Task set:
a) In the abstract on 1-benzyl-2-indolinones as AChE inhibitors, where did molecular dynamics simulations indicate the preferred binding might be?
b) Reproduce the passage of the 1-benzyl-2-indolinone text that opens with the words "Automated summary" and closes with "compounds at allosteric binding pocket 4 of the enzyme.", swapping "donepezil" for "the reference drug".

Document text:
# # # #

Synthesis and molecular modeling studies of 1-benzyl-2-indolinones as selective AChE inhibitors

Background: Possible bioisosteres can be developed by replacing the 1-indanone ring (one of three pharmacophore groups) of donepezil with an indoline ring. As H2S donors, thioamide, thiocarbamate and thiourea groups are also critically important. Materials & methods: The 1-benzyl-2-indolinones 6a-n were designed using molecular modeling and synthesized, and their acetylcholinesterase and butyrylcholinesterase inhibitory effects were then investigated. Results: The compounds 6h (inhibition constant [K-i] = 0.22 mu M; selectivity index [SI] = 26.22), 6i (K-i = 0.24 mu M; SI = 25.83), 6k (K-i = 0.22 mu M; SI = 28.31) and 6n (K-i = 0.21 mu M; SI = 27.14) were approximately twofold more effective against and >12-fold more selective for acetylcholinesterase compared with donepezil (K-i = 0.41 mu M; SI = 2.12). Analysis of molecular dynamics simulations with compounds 6k and 6n indicated that the preferred binding might be at allosteric binding pocket 4 of the enzyme. Conclusion: Benzyl substitution at the 1-position of the indole ring significantly increased potency and selectivity.

Automated summary

In this study, a series of 1-benzyl-2-indolinone compounds were designed, synthesized, and evaluated for their inhibitory effects on acetylcholinesterase and butyrylcholinesterase. Several compounds showed superior potency and selectivity against acetylcholinesterase compared with donepezil. Molecular dynamics simulations suggested the preferred binding of these compounds at allosteric binding pocket 4 of the enzyme.

# # # #

Entries supplied:
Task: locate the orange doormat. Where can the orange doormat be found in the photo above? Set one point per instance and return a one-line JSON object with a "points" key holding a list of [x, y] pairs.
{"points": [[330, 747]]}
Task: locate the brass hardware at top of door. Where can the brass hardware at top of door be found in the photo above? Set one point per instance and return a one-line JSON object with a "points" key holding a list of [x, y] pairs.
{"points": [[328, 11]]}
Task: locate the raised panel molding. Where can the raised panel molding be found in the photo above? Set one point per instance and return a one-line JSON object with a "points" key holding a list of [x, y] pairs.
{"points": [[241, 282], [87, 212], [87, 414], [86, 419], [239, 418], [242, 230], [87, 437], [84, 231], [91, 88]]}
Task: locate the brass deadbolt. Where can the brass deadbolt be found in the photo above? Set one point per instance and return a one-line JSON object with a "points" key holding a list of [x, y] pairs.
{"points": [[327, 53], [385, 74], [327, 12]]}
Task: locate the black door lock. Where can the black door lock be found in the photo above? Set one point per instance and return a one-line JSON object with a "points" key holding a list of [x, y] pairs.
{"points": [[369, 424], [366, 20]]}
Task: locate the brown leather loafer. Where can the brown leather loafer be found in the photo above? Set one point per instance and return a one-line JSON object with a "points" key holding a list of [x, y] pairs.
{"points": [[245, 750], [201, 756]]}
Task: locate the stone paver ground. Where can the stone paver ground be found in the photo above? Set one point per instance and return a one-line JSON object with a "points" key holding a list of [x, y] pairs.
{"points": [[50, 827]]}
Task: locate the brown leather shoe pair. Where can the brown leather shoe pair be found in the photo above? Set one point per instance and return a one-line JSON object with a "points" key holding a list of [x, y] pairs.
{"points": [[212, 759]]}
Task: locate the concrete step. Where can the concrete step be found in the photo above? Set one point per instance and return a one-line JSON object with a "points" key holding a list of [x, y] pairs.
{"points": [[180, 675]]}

# # # #

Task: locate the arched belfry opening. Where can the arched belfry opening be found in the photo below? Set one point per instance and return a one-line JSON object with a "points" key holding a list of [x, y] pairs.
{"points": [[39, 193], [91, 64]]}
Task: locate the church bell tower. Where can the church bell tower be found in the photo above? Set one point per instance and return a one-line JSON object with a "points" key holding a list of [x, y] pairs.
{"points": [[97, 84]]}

# # # #

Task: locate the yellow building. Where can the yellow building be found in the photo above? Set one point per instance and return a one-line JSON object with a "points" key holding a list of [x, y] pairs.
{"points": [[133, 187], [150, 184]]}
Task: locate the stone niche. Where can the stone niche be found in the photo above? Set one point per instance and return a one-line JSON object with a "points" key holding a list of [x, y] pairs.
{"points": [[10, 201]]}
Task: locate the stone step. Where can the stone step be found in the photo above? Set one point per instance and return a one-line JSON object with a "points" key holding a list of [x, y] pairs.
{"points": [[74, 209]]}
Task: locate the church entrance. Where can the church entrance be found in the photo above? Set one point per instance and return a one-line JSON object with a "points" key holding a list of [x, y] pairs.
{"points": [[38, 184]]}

# # # #

Numbered answers:
a) At allosteric binding pocket 4 of the enzyme.

b)
Automated summary

In this study, a series of 1-benzyl-2-indolinone compounds were designed, synthesized, and evaluated for their inhibitory effects on acetylcholinesterase and butyrylcholinesterase. Several compounds showed superior potency and selectivity against acetylcholinesterase compared with the reference drug. Molecular dynamics simulations suggested the preferred binding of these compounds at allosteric binding pocket 4 of the enzyme.